# butangero



## Qcumber

Does anybody know the term *butangero*? It’s not in my dictionary.

I found it in this sentence:


*Kantoboy, sanggano, butangero at mga iba pang iresponsable na gaya rin nating dapat manamit at kumain oras_oras.*
= Streetboys, loafers, [butangero] and other irresponsible people who, like the rest of us, need clothes and food from time to time.

* Provided information *
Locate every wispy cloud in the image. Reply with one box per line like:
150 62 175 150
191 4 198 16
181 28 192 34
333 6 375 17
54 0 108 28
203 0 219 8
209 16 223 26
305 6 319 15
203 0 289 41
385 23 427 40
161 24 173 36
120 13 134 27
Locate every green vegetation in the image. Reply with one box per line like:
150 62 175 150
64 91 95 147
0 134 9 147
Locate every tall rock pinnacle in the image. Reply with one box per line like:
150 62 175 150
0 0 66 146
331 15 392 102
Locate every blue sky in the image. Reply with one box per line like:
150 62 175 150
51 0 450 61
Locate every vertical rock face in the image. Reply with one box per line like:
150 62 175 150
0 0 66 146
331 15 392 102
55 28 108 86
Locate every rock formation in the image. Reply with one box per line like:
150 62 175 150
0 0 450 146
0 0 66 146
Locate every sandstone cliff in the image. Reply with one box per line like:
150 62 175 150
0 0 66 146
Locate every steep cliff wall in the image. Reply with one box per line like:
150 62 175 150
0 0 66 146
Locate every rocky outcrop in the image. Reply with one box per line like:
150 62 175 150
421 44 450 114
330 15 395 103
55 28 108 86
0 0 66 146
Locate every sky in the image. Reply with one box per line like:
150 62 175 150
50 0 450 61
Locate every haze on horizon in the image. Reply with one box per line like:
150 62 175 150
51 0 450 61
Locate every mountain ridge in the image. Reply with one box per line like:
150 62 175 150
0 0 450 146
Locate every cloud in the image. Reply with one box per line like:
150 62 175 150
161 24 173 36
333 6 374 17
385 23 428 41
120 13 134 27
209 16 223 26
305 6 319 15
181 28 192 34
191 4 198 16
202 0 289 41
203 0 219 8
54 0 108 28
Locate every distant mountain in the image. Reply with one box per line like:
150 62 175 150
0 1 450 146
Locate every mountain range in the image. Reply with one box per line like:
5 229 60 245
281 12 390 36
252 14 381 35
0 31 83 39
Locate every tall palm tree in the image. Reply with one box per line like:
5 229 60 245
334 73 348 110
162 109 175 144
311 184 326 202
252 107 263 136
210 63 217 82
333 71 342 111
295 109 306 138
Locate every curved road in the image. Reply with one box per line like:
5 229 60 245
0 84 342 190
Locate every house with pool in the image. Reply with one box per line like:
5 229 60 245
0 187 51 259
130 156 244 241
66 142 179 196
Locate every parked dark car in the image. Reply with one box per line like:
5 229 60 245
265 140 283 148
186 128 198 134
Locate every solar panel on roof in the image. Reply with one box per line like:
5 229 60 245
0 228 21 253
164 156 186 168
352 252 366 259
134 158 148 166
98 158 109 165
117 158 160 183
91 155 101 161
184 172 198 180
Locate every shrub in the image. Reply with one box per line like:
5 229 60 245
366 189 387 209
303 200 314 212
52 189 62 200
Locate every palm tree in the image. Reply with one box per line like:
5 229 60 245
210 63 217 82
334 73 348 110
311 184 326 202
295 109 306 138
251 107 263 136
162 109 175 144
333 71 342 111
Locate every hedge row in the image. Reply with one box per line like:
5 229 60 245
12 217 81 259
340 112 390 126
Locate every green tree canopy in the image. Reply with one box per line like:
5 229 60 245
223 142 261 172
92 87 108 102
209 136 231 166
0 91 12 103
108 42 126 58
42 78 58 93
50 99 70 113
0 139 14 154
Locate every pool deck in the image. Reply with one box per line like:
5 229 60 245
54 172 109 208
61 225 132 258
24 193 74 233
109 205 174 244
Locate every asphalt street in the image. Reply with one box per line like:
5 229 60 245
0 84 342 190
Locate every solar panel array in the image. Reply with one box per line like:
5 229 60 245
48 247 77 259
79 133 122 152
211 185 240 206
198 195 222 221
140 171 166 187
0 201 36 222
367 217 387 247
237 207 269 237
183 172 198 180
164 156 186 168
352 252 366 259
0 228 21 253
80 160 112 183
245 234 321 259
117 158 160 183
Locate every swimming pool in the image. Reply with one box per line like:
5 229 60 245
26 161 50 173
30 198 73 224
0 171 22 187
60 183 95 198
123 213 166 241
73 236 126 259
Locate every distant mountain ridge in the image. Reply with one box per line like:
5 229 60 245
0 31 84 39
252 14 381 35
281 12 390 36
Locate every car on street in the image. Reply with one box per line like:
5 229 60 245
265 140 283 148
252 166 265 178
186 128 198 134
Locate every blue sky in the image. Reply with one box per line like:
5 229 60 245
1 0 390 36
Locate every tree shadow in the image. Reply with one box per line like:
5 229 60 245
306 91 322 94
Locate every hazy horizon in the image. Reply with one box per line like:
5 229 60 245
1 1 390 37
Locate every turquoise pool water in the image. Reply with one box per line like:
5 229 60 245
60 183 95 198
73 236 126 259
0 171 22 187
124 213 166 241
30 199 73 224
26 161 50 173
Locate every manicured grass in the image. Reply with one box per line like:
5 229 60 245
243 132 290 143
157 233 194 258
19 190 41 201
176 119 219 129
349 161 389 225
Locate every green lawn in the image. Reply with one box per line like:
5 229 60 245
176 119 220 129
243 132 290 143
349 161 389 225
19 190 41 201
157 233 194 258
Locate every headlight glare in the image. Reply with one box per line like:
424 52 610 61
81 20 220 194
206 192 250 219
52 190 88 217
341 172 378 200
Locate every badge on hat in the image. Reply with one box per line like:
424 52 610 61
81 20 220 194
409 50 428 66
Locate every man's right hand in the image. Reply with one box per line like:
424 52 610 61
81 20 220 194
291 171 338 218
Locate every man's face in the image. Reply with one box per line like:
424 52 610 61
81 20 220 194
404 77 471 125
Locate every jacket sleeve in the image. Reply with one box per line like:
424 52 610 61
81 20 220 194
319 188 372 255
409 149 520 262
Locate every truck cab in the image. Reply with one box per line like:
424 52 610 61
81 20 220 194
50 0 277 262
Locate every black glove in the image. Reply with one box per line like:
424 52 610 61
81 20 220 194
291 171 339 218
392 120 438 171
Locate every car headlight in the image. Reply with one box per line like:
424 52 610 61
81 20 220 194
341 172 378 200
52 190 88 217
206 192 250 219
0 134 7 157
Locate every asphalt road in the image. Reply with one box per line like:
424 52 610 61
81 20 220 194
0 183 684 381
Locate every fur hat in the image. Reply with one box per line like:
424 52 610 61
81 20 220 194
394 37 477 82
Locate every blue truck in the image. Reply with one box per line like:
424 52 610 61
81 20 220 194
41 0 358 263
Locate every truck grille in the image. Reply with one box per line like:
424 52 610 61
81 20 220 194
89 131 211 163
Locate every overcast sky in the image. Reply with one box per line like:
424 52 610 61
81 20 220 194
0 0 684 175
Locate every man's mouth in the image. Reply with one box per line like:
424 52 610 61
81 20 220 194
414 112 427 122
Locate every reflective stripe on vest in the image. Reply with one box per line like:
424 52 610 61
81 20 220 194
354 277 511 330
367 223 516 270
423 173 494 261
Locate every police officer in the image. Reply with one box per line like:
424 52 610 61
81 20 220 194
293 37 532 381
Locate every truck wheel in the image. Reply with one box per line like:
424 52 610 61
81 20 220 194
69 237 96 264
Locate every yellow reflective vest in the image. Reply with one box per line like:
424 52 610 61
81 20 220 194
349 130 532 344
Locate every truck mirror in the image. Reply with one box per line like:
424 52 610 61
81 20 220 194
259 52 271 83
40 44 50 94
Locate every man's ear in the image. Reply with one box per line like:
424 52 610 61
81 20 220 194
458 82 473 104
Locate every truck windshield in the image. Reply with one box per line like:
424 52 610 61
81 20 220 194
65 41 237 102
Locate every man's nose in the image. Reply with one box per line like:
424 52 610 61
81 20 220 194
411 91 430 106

---

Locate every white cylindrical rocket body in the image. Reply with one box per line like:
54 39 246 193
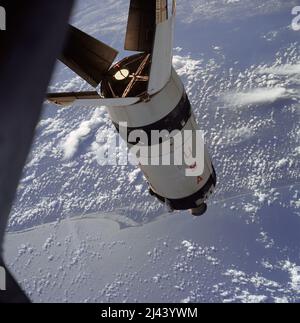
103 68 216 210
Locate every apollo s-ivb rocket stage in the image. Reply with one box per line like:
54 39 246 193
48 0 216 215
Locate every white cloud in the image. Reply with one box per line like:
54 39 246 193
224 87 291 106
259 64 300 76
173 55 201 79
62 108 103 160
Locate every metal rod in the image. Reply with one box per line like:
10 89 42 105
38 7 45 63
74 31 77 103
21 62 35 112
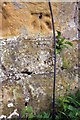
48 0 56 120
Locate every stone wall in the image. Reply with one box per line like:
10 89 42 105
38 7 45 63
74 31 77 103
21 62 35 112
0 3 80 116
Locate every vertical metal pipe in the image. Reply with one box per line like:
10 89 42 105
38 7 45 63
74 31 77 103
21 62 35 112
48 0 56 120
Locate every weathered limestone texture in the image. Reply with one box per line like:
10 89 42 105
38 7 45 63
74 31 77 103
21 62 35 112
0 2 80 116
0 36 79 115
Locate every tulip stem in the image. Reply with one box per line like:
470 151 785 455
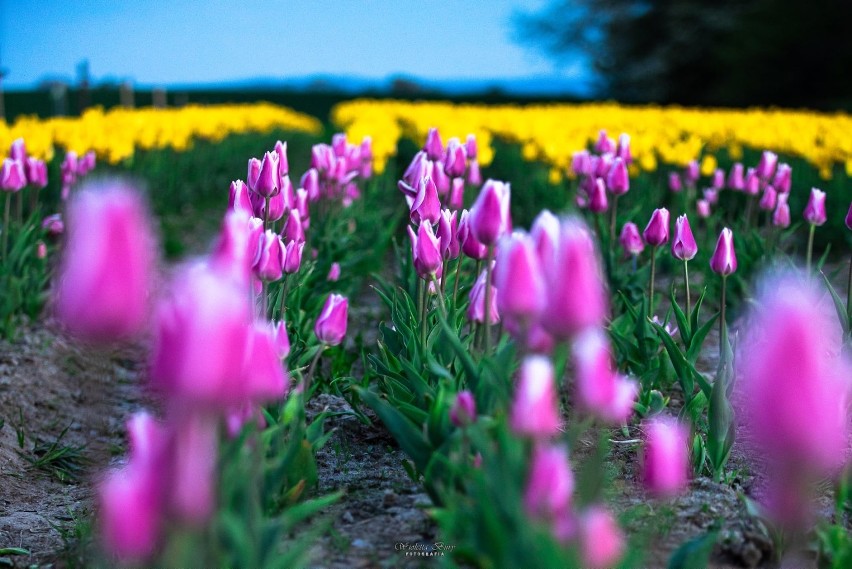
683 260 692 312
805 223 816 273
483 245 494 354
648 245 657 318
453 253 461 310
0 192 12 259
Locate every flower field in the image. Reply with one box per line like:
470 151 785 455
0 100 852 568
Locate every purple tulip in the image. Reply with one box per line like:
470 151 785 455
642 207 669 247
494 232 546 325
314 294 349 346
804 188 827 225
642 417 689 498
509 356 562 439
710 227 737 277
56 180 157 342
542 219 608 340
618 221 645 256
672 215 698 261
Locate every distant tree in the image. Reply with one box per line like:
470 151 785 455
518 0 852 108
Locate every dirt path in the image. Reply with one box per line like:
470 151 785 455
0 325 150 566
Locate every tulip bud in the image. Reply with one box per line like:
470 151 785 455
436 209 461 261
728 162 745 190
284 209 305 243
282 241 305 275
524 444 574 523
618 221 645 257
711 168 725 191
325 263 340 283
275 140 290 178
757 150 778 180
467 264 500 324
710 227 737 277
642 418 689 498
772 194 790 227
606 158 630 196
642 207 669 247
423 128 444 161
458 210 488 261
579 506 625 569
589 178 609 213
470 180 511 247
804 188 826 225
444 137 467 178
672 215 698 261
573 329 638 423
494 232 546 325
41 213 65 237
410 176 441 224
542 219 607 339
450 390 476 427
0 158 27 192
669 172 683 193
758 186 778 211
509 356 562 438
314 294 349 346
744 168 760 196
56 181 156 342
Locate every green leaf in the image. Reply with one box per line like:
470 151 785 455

---

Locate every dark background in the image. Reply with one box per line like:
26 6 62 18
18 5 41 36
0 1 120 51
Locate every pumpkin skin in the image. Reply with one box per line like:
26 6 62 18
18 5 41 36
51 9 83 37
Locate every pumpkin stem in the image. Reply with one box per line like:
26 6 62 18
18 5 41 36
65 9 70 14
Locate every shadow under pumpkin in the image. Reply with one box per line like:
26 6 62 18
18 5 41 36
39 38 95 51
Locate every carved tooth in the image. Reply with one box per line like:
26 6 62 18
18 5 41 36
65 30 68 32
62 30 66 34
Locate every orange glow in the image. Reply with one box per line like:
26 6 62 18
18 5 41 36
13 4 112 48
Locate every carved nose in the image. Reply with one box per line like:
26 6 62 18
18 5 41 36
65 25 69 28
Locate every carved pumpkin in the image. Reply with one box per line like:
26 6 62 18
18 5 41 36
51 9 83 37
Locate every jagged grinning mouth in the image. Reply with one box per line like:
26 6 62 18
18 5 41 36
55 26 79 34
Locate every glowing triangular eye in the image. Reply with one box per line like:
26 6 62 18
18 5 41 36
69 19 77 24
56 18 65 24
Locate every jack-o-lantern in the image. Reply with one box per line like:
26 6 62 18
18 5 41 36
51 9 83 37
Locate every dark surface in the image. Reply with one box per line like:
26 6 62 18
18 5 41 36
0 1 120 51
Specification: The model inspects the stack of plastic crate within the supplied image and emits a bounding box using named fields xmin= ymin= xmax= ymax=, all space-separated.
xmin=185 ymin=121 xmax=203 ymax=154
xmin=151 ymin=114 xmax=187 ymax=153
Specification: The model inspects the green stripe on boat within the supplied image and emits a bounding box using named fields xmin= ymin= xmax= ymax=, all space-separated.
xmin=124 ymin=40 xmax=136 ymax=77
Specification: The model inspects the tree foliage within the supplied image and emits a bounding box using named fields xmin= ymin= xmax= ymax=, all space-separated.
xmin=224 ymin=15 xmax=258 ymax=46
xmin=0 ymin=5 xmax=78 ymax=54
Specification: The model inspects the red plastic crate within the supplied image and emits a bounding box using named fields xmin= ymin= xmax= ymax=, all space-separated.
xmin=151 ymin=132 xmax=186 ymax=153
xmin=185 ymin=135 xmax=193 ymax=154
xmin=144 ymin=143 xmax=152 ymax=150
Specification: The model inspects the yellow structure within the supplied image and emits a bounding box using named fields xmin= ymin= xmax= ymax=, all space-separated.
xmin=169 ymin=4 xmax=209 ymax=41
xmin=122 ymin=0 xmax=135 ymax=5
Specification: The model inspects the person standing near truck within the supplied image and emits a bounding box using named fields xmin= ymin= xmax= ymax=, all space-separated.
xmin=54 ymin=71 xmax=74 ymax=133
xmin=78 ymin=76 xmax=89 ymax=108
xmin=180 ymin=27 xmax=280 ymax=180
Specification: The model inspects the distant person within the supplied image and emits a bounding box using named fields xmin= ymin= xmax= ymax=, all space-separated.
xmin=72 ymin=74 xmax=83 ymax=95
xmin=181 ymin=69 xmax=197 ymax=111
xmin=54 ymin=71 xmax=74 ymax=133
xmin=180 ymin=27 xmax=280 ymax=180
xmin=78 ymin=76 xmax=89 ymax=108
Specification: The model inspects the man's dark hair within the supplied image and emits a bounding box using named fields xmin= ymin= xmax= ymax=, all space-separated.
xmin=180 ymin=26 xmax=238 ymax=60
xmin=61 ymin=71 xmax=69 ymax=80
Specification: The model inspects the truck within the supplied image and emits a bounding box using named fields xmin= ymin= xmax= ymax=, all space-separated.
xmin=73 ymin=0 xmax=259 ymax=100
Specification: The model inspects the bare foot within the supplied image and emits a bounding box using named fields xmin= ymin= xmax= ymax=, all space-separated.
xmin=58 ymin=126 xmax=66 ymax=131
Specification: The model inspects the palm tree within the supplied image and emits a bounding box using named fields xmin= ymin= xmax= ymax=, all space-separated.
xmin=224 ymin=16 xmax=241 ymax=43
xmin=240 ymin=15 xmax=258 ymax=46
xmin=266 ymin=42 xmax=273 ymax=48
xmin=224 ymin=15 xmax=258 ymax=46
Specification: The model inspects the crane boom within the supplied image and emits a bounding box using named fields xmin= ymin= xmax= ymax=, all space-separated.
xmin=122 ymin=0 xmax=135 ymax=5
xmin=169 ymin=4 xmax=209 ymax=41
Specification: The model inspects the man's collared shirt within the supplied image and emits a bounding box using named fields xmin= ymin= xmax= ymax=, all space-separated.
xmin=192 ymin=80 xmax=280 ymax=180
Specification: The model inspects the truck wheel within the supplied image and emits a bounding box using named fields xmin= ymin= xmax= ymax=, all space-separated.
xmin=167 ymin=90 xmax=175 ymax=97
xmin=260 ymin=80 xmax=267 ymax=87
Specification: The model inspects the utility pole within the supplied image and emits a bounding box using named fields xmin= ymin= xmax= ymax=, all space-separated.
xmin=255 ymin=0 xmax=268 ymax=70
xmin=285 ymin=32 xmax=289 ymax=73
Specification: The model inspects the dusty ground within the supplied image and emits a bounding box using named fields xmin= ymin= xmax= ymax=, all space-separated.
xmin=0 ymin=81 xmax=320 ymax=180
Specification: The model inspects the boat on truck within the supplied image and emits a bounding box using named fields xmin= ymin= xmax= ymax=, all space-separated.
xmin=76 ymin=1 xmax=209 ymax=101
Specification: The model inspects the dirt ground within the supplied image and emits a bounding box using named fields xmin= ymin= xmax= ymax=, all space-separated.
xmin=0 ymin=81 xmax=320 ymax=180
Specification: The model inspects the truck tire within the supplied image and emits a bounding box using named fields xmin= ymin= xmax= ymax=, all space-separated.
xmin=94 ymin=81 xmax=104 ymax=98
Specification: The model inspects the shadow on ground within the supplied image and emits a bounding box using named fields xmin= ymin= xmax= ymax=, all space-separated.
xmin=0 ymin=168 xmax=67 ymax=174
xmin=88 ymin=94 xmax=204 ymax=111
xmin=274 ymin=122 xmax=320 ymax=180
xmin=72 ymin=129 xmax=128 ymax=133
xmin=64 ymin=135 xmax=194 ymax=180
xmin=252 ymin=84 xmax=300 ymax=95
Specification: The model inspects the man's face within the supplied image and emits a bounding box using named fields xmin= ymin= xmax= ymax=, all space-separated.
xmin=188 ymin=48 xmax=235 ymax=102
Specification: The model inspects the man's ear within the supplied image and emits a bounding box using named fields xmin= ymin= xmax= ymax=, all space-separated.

* Written problem 1 *
Transcribe the portion of the forum thread on the word "butangero" starting at "Does anybody know" and ending at "time to time.".
* Written problem 2 *
Carry on the forum thread about the term "butangero," picking up after its final line.

* Right answer 1 *
Does anybody know the term *butangero*? It’s not in my dictionary.

I found it in this sentence:


*Kantoboy, sanggano, butangero at mga iba pang iresponsable na gaya rin nating dapat manamit at kumain oras_oras.*
= Streetboys, loafers, [butangero] and other irresponsible people who, like the rest of us, need clothes and food from time to time.

* Right answer 2 *
----------



## Aku

An online Filipino-English dictionary query gives the following definitions of _butangero_:

*hoodlum
*hoodlum n. a rowdy ruffian: _butangero_, basag-ulero

*gangster*
gangster n. a member of a gang of criminals: _butangero_, gangster

*tough*
tough adj. 1 bending without breaking: makunat 2 strong, hardy: malakas, matatag, matibay 3 hard, difficult: mahirap 4 hard, e.g., meat: maganit, matigas 5 hard to influence, stubborn: matigas ang ulo, sutil, mahirap akitin 6 rough, disorderly: magulo · n. a rough person, rowdy: _butangero_, basag-ulero


----------



## Qcumber

Aku, your dictionary seems to be a good one. Could you please end me the URL by PM. Thanks.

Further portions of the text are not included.